DATA EXTRACT:
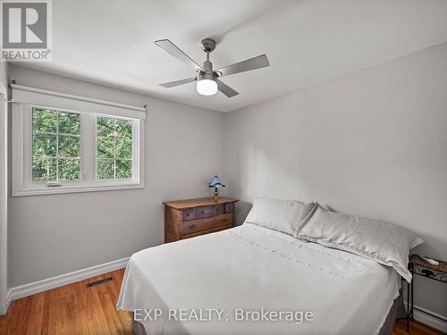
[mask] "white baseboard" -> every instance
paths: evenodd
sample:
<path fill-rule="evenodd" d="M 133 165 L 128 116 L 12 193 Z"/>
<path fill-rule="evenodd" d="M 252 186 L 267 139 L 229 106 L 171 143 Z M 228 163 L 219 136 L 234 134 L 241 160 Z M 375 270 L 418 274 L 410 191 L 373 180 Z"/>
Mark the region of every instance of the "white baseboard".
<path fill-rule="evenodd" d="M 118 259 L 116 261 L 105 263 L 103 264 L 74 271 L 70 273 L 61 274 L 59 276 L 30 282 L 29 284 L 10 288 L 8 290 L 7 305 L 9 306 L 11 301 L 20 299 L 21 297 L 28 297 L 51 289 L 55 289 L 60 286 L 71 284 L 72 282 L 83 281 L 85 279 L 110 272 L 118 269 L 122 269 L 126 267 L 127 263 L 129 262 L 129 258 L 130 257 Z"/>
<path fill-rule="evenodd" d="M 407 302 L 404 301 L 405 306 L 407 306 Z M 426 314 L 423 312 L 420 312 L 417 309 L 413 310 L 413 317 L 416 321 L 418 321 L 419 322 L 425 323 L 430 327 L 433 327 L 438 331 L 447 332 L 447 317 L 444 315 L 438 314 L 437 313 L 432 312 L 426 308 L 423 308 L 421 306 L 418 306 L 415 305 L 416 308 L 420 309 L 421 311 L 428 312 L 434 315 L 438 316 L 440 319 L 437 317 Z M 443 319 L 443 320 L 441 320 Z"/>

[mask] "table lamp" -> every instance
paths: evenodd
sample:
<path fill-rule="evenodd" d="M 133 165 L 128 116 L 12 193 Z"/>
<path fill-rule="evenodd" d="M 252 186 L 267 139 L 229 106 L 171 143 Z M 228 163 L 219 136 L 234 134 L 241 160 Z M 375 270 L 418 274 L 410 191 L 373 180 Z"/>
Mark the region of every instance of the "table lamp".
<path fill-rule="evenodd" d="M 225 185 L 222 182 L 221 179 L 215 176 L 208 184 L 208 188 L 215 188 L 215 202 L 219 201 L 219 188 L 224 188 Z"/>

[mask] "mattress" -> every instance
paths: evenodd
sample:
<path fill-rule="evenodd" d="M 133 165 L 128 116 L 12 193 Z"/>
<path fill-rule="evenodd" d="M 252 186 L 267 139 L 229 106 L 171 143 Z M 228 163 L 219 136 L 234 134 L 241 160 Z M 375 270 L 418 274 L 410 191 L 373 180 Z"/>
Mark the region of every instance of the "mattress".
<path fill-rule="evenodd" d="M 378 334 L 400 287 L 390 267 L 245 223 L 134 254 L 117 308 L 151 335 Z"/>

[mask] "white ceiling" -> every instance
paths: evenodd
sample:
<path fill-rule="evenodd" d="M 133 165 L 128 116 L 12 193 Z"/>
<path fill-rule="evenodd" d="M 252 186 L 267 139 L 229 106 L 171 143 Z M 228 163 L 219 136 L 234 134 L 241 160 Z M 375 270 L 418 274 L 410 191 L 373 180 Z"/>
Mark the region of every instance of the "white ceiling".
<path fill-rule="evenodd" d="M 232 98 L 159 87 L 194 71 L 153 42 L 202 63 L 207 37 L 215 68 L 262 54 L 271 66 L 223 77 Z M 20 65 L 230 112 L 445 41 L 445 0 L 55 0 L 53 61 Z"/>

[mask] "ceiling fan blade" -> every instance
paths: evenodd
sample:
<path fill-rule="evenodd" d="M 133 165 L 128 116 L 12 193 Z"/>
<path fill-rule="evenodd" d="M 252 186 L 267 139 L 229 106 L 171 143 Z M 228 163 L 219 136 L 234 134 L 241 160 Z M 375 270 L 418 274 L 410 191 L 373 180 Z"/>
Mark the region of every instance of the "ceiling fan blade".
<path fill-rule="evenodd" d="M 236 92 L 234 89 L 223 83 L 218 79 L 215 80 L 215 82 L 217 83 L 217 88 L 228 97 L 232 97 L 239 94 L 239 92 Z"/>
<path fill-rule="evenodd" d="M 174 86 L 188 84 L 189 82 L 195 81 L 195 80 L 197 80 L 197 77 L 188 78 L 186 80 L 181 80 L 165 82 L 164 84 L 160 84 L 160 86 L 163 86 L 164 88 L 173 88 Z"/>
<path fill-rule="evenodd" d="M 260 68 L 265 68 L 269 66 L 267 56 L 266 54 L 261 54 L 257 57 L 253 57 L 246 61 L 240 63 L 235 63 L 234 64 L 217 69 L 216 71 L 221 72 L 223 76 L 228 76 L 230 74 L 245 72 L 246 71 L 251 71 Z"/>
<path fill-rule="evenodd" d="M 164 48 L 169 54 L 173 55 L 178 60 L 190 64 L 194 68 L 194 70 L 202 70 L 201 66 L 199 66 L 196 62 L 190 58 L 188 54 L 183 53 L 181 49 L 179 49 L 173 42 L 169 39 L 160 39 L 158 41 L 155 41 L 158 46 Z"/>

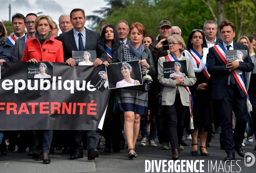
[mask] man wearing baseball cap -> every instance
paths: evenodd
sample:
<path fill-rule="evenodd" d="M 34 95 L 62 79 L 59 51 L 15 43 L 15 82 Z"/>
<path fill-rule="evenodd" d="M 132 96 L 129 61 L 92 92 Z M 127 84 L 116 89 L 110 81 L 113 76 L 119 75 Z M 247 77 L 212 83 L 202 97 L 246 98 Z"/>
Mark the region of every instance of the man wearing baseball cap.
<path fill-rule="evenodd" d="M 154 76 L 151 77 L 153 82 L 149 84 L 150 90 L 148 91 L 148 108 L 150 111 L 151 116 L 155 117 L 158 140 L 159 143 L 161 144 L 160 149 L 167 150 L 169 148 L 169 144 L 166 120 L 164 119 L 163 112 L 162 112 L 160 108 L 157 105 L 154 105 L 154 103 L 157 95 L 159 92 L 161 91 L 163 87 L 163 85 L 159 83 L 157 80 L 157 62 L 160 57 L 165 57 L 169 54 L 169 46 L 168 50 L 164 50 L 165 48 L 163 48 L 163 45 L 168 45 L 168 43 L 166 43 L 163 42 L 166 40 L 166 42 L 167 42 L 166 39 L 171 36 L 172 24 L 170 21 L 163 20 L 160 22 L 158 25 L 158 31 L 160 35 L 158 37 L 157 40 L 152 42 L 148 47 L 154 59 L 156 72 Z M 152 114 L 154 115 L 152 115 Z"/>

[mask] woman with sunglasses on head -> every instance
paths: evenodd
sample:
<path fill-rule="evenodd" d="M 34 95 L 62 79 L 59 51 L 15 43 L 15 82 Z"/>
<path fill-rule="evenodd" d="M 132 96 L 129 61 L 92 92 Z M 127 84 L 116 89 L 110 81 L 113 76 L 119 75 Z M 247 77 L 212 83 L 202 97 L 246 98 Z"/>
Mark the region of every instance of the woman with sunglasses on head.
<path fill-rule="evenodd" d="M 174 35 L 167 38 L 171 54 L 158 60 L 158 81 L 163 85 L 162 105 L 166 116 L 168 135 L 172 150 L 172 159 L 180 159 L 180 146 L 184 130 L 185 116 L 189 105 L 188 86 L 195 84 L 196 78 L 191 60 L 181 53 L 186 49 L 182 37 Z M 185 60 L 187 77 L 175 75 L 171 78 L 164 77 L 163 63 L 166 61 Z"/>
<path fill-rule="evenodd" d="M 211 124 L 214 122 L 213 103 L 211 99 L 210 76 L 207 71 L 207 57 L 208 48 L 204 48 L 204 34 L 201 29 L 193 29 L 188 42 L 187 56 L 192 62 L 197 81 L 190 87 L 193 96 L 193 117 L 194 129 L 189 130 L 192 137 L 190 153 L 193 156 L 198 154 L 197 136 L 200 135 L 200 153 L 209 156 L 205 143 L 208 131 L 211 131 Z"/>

DESCRIPTION OF THE TASK: Without the pictures, write out the whole listing above exactly as it appears.

FINISHED EXERCISE:
[mask] "white baseboard" -> every instance
paths: evenodd
sample:
<path fill-rule="evenodd" d="M 133 165 L 128 116 L 12 193 Z"/>
<path fill-rule="evenodd" d="M 252 186 L 267 139 L 229 106 L 171 143 Z M 228 163 L 219 136 L 234 134 L 241 160 Z M 375 270 L 418 274 L 410 191 L 373 180 Z"/>
Mark the region of every instance of the "white baseboard".
<path fill-rule="evenodd" d="M 118 259 L 116 261 L 105 263 L 103 264 L 74 271 L 70 273 L 61 274 L 59 276 L 30 282 L 29 284 L 10 288 L 8 290 L 7 305 L 9 306 L 11 301 L 20 299 L 21 297 L 28 297 L 51 289 L 55 289 L 60 286 L 71 284 L 72 282 L 83 281 L 85 279 L 110 272 L 118 269 L 122 269 L 126 267 L 127 263 L 129 262 L 129 258 L 130 257 Z"/>
<path fill-rule="evenodd" d="M 407 302 L 404 301 L 405 306 L 407 306 Z M 426 314 L 423 312 L 420 312 L 417 309 L 413 310 L 413 317 L 416 321 L 418 321 L 419 322 L 425 323 L 430 327 L 433 327 L 438 331 L 447 332 L 447 317 L 444 315 L 438 314 L 437 313 L 432 312 L 426 308 L 423 308 L 421 306 L 418 306 L 415 305 L 416 308 L 420 309 L 421 311 L 428 312 L 434 315 L 438 316 L 440 319 L 437 317 Z M 443 319 L 443 320 L 441 320 Z"/>

[mask] "table lamp" -> every instance
paths: evenodd
sample:
<path fill-rule="evenodd" d="M 133 165 L 128 116 L 12 193 Z"/>
<path fill-rule="evenodd" d="M 252 186 L 267 139 L 229 106 L 171 143 Z M 228 163 L 219 136 L 234 134 L 241 160 Z M 375 270 L 418 274 L 410 191 L 373 180 Z"/>
Mark the region of every instance of the "table lamp".
<path fill-rule="evenodd" d="M 225 185 L 222 182 L 221 179 L 215 176 L 208 184 L 208 188 L 215 188 L 215 202 L 219 201 L 219 188 L 224 188 Z"/>

[mask] "mattress" -> every instance
paths: evenodd
sample:
<path fill-rule="evenodd" d="M 133 165 L 128 116 L 12 193 Z"/>
<path fill-rule="evenodd" d="M 252 186 L 267 139 L 229 106 L 171 143 Z M 228 163 L 219 136 L 234 134 L 241 160 Z M 375 270 L 418 274 L 410 191 L 373 180 Z"/>
Mark the region of every instance of the "mattress".
<path fill-rule="evenodd" d="M 378 334 L 400 287 L 390 267 L 245 223 L 134 254 L 117 308 L 151 335 Z"/>

[mask] "white ceiling" -> every instance
paths: evenodd
sample:
<path fill-rule="evenodd" d="M 133 165 L 128 116 L 12 193 Z"/>
<path fill-rule="evenodd" d="M 252 186 L 267 139 L 229 106 L 171 143 Z M 228 163 L 219 136 L 234 134 L 241 160 Z M 375 270 L 418 274 L 410 191 L 373 180 Z"/>
Mark the region of every instance of the "white ceiling".
<path fill-rule="evenodd" d="M 232 98 L 159 87 L 194 71 L 153 42 L 202 63 L 207 37 L 215 68 L 262 54 L 271 66 L 223 77 Z M 20 65 L 230 112 L 445 41 L 445 0 L 55 0 L 53 61 Z"/>

[mask] "ceiling fan blade" -> every instance
paths: evenodd
sample:
<path fill-rule="evenodd" d="M 133 165 L 128 116 L 12 193 Z"/>
<path fill-rule="evenodd" d="M 252 186 L 267 139 L 229 106 L 171 143 Z M 228 163 L 219 136 L 234 134 L 241 160 Z M 375 270 L 418 274 L 410 191 L 373 180 Z"/>
Mark the region of every instance of the "ceiling fan blade".
<path fill-rule="evenodd" d="M 236 92 L 234 89 L 223 83 L 218 79 L 215 80 L 215 82 L 217 83 L 217 88 L 228 97 L 232 97 L 239 94 L 239 92 Z"/>
<path fill-rule="evenodd" d="M 174 86 L 188 84 L 189 82 L 195 81 L 195 80 L 197 80 L 197 77 L 188 78 L 186 80 L 181 80 L 165 82 L 164 84 L 160 84 L 160 86 L 163 86 L 164 88 L 173 88 Z"/>
<path fill-rule="evenodd" d="M 260 68 L 265 68 L 269 66 L 267 56 L 266 54 L 261 54 L 257 57 L 253 57 L 246 61 L 240 63 L 235 63 L 234 64 L 217 69 L 216 71 L 221 72 L 223 76 L 228 76 L 230 74 L 245 72 L 246 71 L 251 71 Z"/>
<path fill-rule="evenodd" d="M 164 48 L 169 54 L 173 55 L 178 60 L 190 64 L 194 68 L 194 70 L 202 70 L 201 66 L 199 66 L 196 62 L 190 58 L 188 54 L 183 53 L 181 49 L 179 49 L 173 42 L 169 39 L 160 39 L 158 41 L 155 41 L 158 46 Z"/>

[mask] man wearing baseball cap -> every instance
paths: evenodd
sample:
<path fill-rule="evenodd" d="M 34 95 L 62 79 L 59 51 L 15 43 L 15 82 Z"/>
<path fill-rule="evenodd" d="M 132 96 L 129 61 L 92 92 Z M 127 84 L 116 89 L 110 81 L 113 76 L 119 75 Z M 247 77 L 212 83 L 202 97 L 246 98 Z"/>
Mark the region of every instance of the man wearing baseball cap.
<path fill-rule="evenodd" d="M 154 76 L 151 77 L 153 82 L 149 84 L 150 90 L 148 91 L 148 108 L 150 111 L 151 116 L 155 117 L 158 140 L 159 143 L 161 144 L 160 149 L 167 150 L 169 148 L 169 144 L 166 120 L 164 119 L 163 112 L 162 112 L 160 108 L 157 105 L 154 105 L 154 103 L 157 95 L 159 92 L 161 91 L 163 87 L 163 85 L 159 83 L 157 80 L 157 62 L 160 57 L 165 57 L 169 54 L 169 46 L 168 50 L 164 50 L 165 48 L 163 48 L 163 45 L 168 45 L 168 43 L 166 43 L 163 42 L 166 40 L 166 42 L 167 42 L 166 39 L 171 36 L 172 24 L 170 21 L 163 20 L 160 22 L 158 25 L 158 31 L 160 35 L 158 37 L 157 40 L 152 42 L 148 47 L 154 59 L 156 72 Z M 152 114 L 154 115 L 152 115 Z"/>

[mask] woman with sunglasses on head -> every instance
paths: evenodd
sample:
<path fill-rule="evenodd" d="M 34 95 L 62 79 L 59 51 L 15 43 L 15 82 Z"/>
<path fill-rule="evenodd" d="M 132 96 L 129 61 L 92 92 Z M 127 84 L 116 89 L 110 81 L 113 76 L 119 75 Z M 247 77 L 212 83 L 202 97 L 246 98 Z"/>
Mark the region of every instance of the woman with sunglasses on head.
<path fill-rule="evenodd" d="M 174 35 L 167 38 L 171 54 L 158 60 L 158 81 L 163 85 L 162 105 L 166 116 L 168 135 L 172 150 L 172 159 L 180 159 L 180 146 L 184 130 L 185 116 L 189 105 L 188 86 L 195 84 L 196 78 L 191 60 L 181 53 L 186 49 L 182 37 Z M 185 60 L 187 77 L 175 75 L 171 78 L 164 77 L 163 63 L 166 61 Z"/>
<path fill-rule="evenodd" d="M 211 124 L 214 122 L 213 103 L 211 99 L 210 76 L 207 71 L 207 57 L 208 48 L 204 48 L 204 34 L 201 29 L 193 29 L 188 42 L 187 56 L 192 62 L 197 81 L 190 87 L 193 96 L 193 117 L 194 129 L 189 130 L 192 137 L 190 153 L 193 156 L 198 154 L 197 136 L 200 135 L 200 153 L 209 156 L 205 143 L 208 131 L 211 131 Z"/>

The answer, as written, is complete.